SELECTED PASSAGE
Thursday, July 30, 2009

me being silly


Wednesday, July 29, 2009

wrong?

i can't think of what else can go wrong in my life.

you know the feeling when everything doesn't work out like you want them to? when whatever that could go wrong actually do? when you tend to speak but no one really listen? when somehow after putting aside money for savings, parents, essentials, and not even the normal shopping spree, etc you are dead broke whereas it's the same salary you've been getting for a year or so?

what is actually wrong with my life? i hate blaming it on the PMS.
so let's not.

i just feel like crap. i need to go for a swim. or a fast drive. or a day off to reorganize the closet and lock myself in the room the whole day.

i want out.

as lame as it sounds i got me this book. you think it's gonna help?


actually i already know where i wanna be in the near future. i want to quit this crappy corporate job of mine. i wanna be in bloomington. do my masters. work on odd jobs. and always be with someone i'm mutually in love with.

Tuesday, July 28, 2009

keep in touch

somehow keeping in touch with friends only work when both parties want to keep in touch.
isn't it ironic how we could be so near to each other yet we don't even see each other at all for over a year? not even an accidental meet up?

somehow. we are still good friends at heart. but it's sad to know that we're good friends merely via sms or phone or YM. otherwise there's no other emotional connections.

i am tired of trying. really tired. if we meet, then we meet.
if not, it's fine. they are still in my prayers and hopefully i'm in theirs.

Thursday, July 23, 2009

who is it for?

أعوذ بالله من الشيطان الرجيم بسم الله الرحمن الرحيم
“Say: “Verily, my salat (prayers), my sacrifice, my living, and my dying are for Allah, Lord of all being”
- (Surah Al-An’am 6:162)

A Palestinian Muslim girl prays in the men's mosque before the evening prayer called "tarawih", during the holy fasting month of Ramadan in the West Bank city of Ramallah, Wednesday, Sept. 17, 2008. (AP Photo/Muhammed Muheisen)

DATASET CONTENT
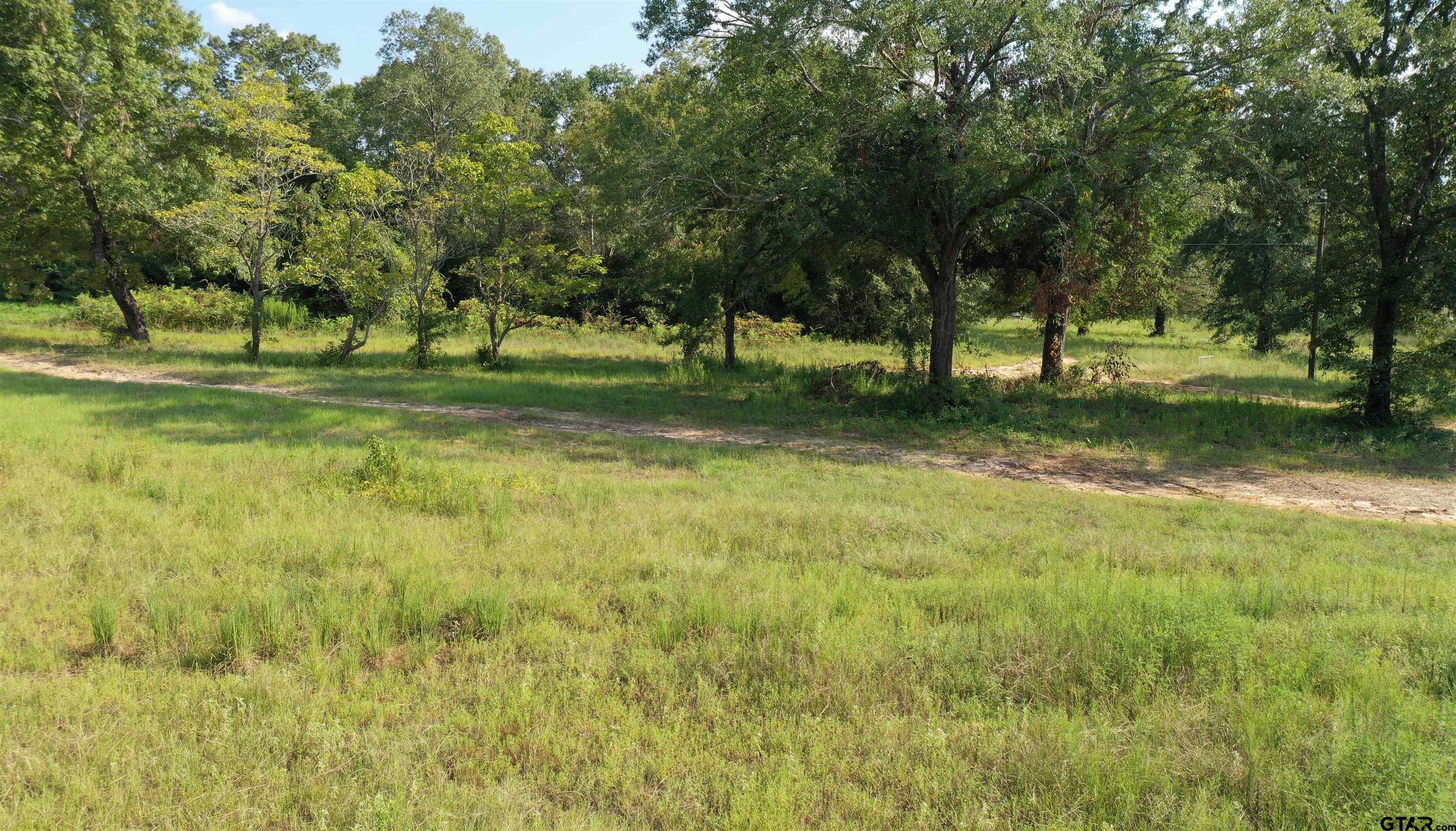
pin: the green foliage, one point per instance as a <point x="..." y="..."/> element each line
<point x="1423" y="382"/>
<point x="1114" y="366"/>
<point x="1033" y="657"/>
<point x="98" y="135"/>
<point x="255" y="185"/>
<point x="507" y="201"/>
<point x="431" y="489"/>
<point x="190" y="310"/>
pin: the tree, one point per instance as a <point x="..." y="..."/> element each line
<point x="353" y="252"/>
<point x="507" y="206"/>
<point x="423" y="227"/>
<point x="258" y="174"/>
<point x="95" y="101"/>
<point x="300" y="62"/>
<point x="439" y="76"/>
<point x="1388" y="127"/>
<point x="947" y="113"/>
<point x="724" y="185"/>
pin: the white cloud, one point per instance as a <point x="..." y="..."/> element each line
<point x="225" y="15"/>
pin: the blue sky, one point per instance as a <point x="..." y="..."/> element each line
<point x="539" y="34"/>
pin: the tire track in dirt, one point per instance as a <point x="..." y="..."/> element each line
<point x="1369" y="498"/>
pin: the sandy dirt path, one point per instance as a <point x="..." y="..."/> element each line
<point x="1411" y="501"/>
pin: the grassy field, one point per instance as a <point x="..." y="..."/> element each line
<point x="225" y="610"/>
<point x="627" y="376"/>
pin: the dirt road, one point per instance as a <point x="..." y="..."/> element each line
<point x="1397" y="500"/>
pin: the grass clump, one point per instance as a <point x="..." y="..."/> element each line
<point x="104" y="623"/>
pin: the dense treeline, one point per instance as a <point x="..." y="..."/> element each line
<point x="877" y="169"/>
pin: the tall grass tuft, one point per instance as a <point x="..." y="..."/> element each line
<point x="104" y="623"/>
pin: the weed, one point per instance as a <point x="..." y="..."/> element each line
<point x="104" y="623"/>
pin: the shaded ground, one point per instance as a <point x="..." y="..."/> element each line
<point x="1352" y="497"/>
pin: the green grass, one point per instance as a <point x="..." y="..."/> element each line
<point x="627" y="376"/>
<point x="663" y="635"/>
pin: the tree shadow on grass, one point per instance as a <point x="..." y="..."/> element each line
<point x="1128" y="424"/>
<point x="216" y="417"/>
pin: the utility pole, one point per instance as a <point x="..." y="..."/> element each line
<point x="1314" y="305"/>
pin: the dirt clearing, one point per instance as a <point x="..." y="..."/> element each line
<point x="1413" y="501"/>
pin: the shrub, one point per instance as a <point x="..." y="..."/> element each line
<point x="283" y="315"/>
<point x="1423" y="382"/>
<point x="753" y="326"/>
<point x="188" y="310"/>
<point x="1114" y="366"/>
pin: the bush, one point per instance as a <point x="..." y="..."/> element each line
<point x="753" y="326"/>
<point x="283" y="315"/>
<point x="188" y="310"/>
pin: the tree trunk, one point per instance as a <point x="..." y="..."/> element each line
<point x="104" y="260"/>
<point x="1053" y="338"/>
<point x="941" y="284"/>
<point x="258" y="322"/>
<point x="1382" y="364"/>
<point x="1265" y="337"/>
<point x="258" y="302"/>
<point x="1159" y="322"/>
<point x="1314" y="300"/>
<point x="348" y="347"/>
<point x="730" y="337"/>
<point x="421" y="351"/>
<point x="1314" y="341"/>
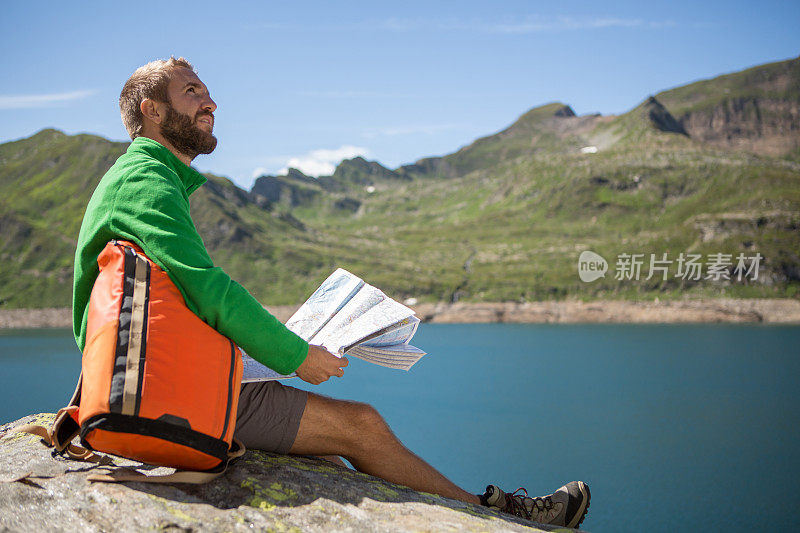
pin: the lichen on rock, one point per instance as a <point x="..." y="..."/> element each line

SET OF TASKS
1. From the blog posts, copy word for word the part that opens with the words containing "somehow. we are" and closes with "who is it for?".
2. In the blog post titled "keep in touch," why does the writer find it sad to be good friends only through sms, phone, or YM? Answer in one to three sentences.

YOUR RESPONSES
1.
somehow. we are still good friends at heart. but it's sad to know that we're good friends merely via sms or phone or YM. otherwise there's no other emotional connections.

i am tired of trying. really tired. if we meet, then we meet.
if not, it's fine. they are still in my prayers and hopefully i'm in theirs.

Thursday, July 23, 2009

who is it for?

2. It is sad because, beyond those messages and calls, there are no other emotional connections. The friends have not even seen each other for over a year, despite being so near.